PROBLEM DESCRIPTION
Take the line containing "of the door" and every line after it in the data below, and print them exactly as given, with nothing else.

PROVIDED ENTRIES

------------------------------------------------------------

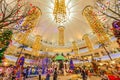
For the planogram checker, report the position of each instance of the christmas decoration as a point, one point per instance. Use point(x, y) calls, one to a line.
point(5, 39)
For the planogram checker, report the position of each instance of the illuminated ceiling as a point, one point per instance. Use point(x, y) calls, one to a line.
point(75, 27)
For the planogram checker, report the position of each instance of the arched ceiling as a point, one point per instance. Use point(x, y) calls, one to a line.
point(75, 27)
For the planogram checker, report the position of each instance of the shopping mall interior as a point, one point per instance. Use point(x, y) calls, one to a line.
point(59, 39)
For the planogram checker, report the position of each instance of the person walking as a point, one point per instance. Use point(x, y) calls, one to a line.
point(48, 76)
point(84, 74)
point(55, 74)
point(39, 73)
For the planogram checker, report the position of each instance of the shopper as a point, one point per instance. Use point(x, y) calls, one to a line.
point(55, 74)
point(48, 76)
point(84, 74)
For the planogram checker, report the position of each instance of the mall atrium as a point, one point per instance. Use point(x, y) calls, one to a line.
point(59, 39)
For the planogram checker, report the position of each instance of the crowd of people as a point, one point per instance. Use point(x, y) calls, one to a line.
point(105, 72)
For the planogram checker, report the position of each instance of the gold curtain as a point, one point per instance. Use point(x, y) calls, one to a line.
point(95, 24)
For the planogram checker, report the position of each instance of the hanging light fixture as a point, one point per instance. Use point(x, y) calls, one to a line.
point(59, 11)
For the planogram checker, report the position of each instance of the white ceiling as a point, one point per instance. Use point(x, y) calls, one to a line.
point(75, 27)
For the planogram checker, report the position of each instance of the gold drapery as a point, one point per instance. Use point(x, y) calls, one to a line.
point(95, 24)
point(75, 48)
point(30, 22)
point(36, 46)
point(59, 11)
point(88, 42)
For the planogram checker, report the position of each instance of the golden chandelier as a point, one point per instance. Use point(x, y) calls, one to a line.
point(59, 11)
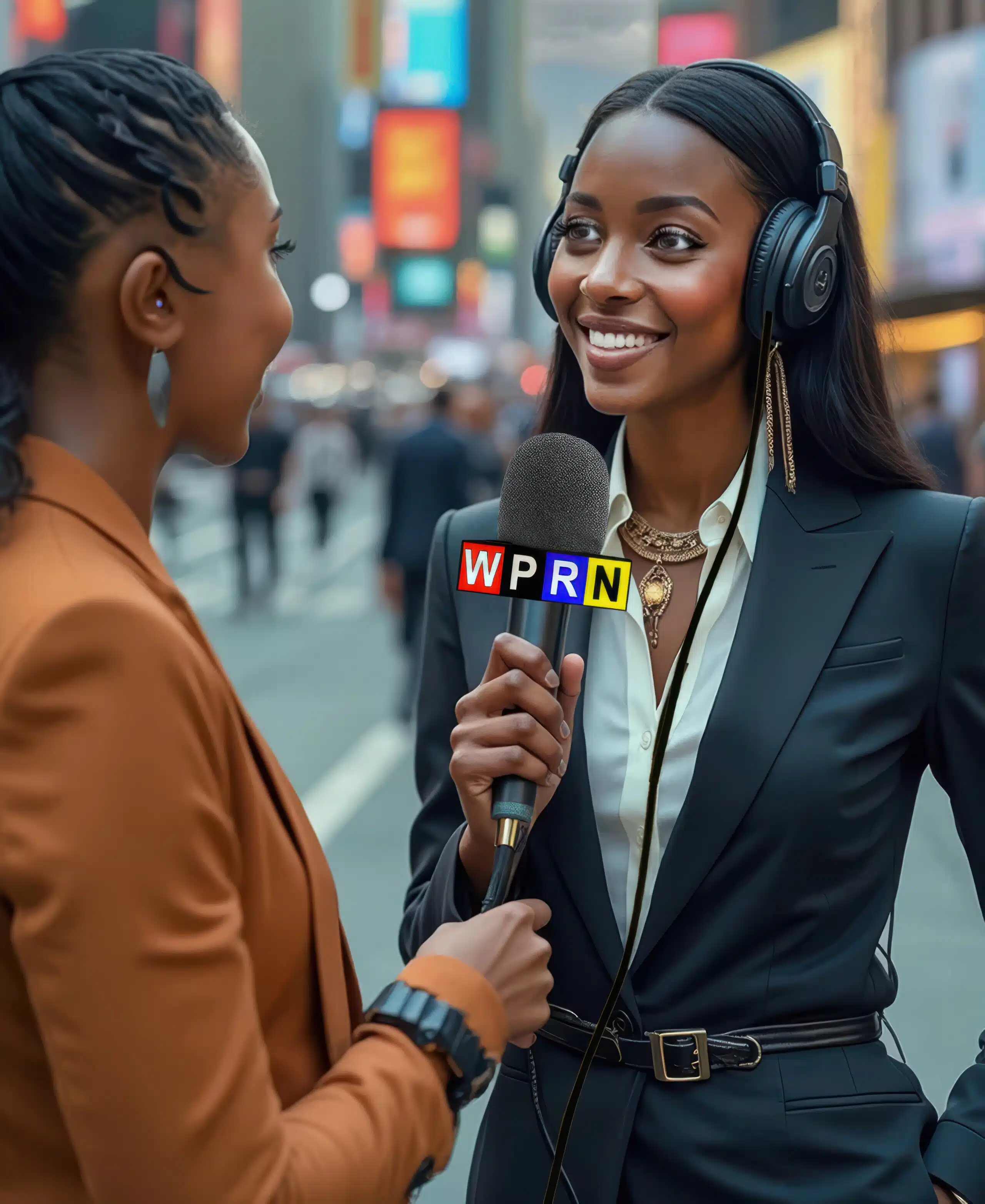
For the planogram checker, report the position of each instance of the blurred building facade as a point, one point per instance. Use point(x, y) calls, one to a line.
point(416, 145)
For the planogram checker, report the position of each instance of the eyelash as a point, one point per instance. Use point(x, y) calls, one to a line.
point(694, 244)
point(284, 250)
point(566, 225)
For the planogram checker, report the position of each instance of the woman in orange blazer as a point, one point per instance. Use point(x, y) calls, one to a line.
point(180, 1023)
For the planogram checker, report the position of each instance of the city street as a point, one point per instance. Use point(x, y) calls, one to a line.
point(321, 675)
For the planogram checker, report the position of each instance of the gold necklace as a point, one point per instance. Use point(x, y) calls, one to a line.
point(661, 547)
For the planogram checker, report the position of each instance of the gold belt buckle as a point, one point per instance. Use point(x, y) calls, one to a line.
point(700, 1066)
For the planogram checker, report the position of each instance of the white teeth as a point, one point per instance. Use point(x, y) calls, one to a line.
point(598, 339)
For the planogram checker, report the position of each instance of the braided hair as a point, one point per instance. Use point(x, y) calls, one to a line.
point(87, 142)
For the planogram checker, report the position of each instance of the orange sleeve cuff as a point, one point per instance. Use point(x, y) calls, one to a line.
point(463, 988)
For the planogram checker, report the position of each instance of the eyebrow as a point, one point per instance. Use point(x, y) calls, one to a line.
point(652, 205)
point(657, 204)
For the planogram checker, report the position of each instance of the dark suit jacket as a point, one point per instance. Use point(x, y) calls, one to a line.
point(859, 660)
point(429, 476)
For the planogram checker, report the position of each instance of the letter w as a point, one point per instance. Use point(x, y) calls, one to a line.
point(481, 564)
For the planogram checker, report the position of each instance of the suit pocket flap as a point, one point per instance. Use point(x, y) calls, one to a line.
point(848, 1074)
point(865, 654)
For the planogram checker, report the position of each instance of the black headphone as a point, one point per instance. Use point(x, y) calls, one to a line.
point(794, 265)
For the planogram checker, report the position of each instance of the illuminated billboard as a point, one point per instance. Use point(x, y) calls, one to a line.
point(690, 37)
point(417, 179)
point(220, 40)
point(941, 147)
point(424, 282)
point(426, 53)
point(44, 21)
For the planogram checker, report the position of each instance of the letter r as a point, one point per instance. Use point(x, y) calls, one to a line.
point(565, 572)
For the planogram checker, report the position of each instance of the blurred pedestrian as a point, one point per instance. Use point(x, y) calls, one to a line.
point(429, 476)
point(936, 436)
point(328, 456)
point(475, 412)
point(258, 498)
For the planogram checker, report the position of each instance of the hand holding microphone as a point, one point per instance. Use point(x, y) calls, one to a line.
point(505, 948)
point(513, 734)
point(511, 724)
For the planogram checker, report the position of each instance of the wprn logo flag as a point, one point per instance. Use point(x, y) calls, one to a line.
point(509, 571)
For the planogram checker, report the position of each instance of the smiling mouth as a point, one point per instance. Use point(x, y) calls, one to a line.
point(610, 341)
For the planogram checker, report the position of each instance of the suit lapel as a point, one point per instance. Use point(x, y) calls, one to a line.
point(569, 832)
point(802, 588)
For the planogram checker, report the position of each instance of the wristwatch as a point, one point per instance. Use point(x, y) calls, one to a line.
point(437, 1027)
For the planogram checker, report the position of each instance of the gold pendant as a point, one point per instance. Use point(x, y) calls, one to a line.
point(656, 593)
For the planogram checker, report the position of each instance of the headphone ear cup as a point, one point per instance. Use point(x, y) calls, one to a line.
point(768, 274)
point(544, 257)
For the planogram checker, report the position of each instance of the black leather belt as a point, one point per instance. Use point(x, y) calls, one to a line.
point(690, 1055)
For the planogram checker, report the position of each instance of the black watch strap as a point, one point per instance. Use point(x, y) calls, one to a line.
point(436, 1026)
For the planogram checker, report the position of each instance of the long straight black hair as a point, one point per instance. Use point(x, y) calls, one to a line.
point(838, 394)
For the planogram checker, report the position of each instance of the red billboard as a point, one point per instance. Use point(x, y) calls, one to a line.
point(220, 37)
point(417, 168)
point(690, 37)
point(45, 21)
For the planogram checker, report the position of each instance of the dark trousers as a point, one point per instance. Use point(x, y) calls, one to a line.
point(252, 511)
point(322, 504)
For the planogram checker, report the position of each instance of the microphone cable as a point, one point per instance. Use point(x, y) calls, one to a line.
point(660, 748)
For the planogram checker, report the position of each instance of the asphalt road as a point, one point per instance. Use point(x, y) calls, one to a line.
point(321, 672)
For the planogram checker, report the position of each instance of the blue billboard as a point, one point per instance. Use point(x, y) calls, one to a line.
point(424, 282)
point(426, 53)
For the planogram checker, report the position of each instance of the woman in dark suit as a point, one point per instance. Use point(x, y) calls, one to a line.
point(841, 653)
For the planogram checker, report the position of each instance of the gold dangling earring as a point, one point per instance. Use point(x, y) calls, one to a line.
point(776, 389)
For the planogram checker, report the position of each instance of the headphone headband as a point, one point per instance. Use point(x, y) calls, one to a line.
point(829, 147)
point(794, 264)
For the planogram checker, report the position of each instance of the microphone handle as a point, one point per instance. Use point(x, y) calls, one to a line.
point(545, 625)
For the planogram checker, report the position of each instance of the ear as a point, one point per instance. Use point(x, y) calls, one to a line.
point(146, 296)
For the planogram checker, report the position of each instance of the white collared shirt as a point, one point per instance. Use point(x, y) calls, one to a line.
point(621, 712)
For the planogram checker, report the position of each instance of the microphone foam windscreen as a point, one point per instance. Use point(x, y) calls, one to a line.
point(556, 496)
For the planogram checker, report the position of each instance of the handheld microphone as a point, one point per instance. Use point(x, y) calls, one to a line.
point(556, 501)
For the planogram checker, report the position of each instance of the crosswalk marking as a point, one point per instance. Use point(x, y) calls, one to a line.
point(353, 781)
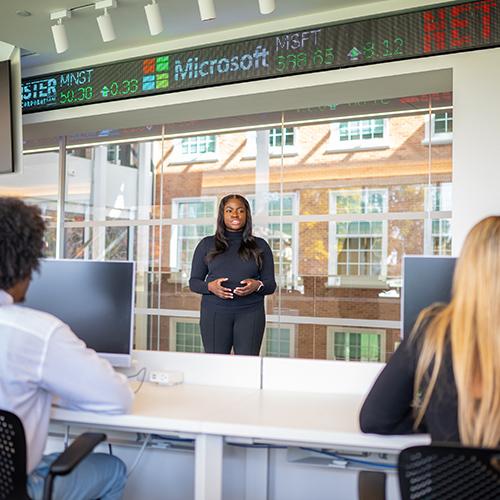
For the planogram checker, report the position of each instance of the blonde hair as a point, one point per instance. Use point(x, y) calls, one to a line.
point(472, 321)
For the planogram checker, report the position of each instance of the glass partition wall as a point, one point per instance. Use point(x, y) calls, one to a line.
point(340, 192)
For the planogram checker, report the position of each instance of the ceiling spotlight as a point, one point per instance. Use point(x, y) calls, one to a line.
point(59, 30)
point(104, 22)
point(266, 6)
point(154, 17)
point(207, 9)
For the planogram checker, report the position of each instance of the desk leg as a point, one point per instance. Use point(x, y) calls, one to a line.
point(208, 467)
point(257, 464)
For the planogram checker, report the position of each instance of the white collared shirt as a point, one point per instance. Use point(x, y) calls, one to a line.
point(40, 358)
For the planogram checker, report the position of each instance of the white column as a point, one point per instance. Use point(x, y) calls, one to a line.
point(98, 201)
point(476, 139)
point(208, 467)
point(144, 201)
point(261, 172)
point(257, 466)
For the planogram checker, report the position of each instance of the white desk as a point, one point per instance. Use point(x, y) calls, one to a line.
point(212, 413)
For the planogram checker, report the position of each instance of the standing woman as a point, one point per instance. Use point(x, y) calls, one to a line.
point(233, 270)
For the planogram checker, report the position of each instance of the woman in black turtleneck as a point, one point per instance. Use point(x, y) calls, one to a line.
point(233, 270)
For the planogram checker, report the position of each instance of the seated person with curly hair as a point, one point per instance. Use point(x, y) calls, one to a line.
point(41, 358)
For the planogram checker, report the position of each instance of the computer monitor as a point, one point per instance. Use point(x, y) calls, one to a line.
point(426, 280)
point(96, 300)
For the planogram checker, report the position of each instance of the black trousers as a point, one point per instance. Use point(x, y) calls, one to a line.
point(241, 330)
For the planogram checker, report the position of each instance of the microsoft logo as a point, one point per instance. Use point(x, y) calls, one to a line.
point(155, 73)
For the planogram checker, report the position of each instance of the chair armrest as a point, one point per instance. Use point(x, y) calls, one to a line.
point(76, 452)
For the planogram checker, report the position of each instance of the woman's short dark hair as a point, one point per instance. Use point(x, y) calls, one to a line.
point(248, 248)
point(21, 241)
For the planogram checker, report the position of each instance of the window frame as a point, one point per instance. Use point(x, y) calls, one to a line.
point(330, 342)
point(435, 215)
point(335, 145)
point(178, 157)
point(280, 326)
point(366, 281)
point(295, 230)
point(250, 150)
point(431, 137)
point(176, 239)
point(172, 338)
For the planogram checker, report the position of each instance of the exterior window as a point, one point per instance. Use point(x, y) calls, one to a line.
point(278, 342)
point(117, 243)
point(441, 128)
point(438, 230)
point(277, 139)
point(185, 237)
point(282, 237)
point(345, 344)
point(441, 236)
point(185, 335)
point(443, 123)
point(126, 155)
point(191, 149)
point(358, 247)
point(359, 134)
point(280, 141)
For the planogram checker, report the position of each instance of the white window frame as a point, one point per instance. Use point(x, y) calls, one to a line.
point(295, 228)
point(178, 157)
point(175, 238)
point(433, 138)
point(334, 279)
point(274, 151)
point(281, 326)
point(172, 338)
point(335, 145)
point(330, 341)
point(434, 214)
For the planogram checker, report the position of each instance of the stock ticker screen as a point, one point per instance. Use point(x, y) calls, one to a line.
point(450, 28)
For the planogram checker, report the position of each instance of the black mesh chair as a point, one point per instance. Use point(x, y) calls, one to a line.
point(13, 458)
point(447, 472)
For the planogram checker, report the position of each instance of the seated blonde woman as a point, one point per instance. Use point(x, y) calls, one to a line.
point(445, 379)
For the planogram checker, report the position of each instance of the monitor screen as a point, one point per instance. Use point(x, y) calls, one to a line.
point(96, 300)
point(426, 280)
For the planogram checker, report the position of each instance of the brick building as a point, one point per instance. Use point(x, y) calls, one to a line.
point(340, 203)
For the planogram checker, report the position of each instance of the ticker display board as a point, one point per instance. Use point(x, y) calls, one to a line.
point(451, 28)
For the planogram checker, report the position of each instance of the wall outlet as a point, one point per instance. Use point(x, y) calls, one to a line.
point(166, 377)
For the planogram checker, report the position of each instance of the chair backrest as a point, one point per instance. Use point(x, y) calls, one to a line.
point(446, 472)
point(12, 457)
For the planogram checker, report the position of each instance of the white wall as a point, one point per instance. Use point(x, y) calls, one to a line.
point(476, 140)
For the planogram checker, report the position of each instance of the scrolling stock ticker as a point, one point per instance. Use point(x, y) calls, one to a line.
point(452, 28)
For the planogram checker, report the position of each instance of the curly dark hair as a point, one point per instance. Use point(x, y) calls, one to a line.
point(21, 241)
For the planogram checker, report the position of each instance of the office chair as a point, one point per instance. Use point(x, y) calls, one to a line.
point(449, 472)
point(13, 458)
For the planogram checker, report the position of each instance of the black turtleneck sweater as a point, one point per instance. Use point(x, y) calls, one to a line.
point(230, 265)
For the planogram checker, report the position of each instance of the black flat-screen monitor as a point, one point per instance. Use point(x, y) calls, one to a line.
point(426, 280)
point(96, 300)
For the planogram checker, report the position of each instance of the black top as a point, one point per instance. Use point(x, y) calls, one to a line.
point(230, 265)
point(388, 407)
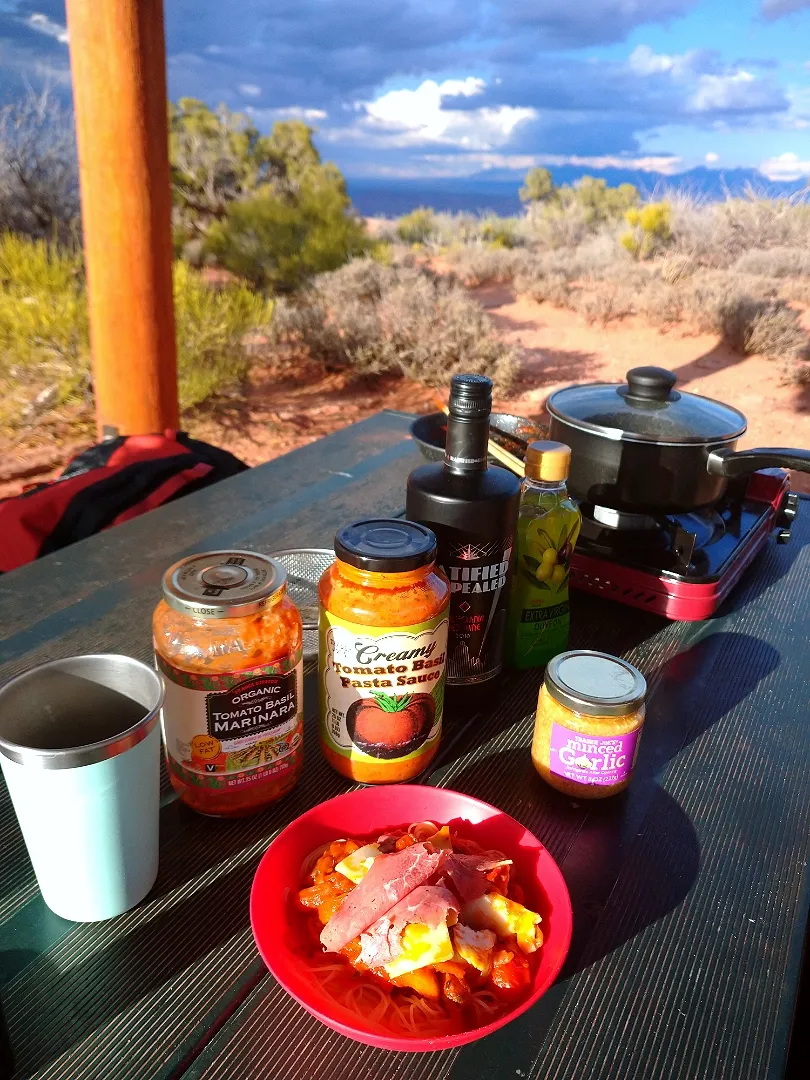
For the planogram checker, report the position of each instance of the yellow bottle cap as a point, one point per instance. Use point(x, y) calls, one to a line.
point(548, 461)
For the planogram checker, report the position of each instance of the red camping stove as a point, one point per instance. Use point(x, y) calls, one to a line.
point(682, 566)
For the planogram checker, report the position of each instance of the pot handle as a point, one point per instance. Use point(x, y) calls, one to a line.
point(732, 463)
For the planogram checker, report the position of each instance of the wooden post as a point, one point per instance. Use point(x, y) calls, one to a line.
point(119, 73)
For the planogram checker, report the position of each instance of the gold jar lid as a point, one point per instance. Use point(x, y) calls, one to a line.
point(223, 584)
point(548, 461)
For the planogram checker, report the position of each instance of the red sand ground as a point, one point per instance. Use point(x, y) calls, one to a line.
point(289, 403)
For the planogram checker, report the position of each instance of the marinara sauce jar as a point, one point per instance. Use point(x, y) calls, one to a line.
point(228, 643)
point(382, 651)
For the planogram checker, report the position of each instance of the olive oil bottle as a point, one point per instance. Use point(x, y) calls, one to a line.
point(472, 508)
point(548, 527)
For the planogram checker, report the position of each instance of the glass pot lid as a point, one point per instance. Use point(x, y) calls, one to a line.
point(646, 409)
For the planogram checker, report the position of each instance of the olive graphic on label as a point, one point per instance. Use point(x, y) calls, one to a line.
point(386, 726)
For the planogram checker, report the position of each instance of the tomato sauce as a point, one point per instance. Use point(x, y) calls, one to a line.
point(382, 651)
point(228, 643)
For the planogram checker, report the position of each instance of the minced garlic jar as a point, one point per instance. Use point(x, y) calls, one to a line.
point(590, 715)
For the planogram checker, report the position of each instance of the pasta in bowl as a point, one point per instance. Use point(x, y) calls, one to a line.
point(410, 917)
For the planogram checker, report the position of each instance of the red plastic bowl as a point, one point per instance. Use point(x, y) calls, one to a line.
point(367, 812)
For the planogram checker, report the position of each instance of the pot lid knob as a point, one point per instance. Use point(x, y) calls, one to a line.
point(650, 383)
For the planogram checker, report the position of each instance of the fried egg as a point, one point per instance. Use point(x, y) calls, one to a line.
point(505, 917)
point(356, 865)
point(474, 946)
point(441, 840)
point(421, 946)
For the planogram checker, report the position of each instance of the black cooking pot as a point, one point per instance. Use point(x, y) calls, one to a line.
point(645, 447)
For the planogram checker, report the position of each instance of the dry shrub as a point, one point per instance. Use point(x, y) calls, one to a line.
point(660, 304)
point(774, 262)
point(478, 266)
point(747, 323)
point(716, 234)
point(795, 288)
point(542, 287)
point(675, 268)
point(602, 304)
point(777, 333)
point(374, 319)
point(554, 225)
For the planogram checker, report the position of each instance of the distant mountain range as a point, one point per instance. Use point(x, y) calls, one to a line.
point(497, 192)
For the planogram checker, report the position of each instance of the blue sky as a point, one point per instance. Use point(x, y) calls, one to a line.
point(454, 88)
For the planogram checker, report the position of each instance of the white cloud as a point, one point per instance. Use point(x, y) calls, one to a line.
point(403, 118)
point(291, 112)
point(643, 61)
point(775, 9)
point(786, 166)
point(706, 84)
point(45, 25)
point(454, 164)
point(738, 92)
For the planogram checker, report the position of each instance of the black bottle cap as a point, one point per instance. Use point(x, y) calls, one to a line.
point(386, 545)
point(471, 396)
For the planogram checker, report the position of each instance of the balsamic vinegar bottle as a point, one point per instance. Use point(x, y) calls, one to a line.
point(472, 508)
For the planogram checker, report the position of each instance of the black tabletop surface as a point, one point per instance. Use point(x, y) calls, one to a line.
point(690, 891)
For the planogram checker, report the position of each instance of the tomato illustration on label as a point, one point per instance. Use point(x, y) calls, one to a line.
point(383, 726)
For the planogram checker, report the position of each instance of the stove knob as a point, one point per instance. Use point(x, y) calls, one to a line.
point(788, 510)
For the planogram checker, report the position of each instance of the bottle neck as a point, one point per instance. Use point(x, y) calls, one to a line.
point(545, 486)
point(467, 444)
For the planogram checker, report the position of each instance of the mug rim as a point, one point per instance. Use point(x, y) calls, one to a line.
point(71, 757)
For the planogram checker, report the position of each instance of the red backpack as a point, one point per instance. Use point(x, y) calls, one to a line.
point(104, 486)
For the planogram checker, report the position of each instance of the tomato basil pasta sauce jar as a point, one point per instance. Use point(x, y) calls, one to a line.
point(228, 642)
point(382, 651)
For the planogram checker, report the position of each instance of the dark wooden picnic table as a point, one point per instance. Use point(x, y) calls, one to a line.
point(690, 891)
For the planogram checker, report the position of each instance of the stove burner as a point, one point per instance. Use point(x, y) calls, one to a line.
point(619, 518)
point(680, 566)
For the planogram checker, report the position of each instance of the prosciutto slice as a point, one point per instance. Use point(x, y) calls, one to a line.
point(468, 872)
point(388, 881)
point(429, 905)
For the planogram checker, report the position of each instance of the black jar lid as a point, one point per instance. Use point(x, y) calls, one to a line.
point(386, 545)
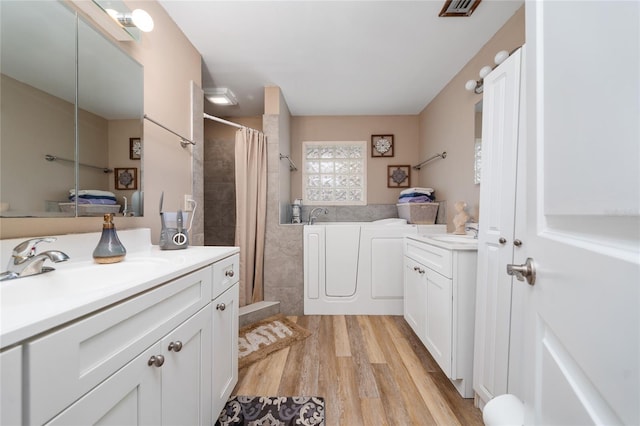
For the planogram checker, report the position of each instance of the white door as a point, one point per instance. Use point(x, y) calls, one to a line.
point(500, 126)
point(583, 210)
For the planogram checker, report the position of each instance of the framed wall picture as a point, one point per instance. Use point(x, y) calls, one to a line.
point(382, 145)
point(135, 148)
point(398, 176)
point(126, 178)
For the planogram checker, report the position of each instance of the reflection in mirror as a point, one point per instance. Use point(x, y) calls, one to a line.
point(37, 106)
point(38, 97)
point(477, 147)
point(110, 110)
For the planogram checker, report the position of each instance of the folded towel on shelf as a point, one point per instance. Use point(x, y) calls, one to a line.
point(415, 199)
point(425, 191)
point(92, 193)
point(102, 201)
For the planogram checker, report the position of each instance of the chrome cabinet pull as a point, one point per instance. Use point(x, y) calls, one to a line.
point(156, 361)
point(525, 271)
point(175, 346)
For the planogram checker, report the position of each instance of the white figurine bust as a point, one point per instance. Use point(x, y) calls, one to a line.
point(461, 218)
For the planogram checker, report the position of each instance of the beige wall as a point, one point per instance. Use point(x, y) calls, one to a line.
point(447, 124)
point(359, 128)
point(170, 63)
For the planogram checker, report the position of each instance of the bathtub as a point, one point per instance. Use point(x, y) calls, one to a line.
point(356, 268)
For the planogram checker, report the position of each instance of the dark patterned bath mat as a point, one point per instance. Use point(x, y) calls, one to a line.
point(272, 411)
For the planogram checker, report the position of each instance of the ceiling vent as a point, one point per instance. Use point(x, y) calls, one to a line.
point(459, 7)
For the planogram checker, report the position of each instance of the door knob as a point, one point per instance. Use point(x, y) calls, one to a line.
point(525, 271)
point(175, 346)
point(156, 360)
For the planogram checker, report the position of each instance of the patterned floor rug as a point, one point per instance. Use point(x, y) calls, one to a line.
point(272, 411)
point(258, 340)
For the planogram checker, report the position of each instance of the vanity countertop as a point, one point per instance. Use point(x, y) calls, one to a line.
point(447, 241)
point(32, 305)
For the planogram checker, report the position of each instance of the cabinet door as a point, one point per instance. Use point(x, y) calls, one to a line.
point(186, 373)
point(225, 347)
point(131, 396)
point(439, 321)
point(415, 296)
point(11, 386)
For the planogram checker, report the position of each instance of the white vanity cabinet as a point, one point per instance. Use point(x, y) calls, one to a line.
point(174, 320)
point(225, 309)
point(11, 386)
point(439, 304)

------------------------------------------------------------

COMPLETED EXERCISE
For the planogram checker, report the position of each instance of the door knob as a point, one point per instance. Use point(x, y) calls, one to a line.
point(525, 271)
point(175, 346)
point(156, 360)
For the planogram checker, report the position of each instance of the patterned floor rug as a point, one point per instance. Use point(x, y) calls, one to a line.
point(272, 411)
point(258, 340)
For the planogram checker, report the position of each instance of the vanity countertop as a point, one point per instance. Use point(x, y) calls, one to a line.
point(447, 241)
point(32, 305)
For the planogram checker, report the position of each instance of the cabinet door as a point, one point per instance. Use point(x, y) calls, one to a line.
point(186, 373)
point(225, 347)
point(131, 396)
point(439, 321)
point(415, 296)
point(11, 386)
For the planogram checker, report the position of each instance of the white vanity cabinet as a point, one point per instance. Use point(x, y) calls, one to a line.
point(174, 320)
point(225, 309)
point(11, 386)
point(439, 304)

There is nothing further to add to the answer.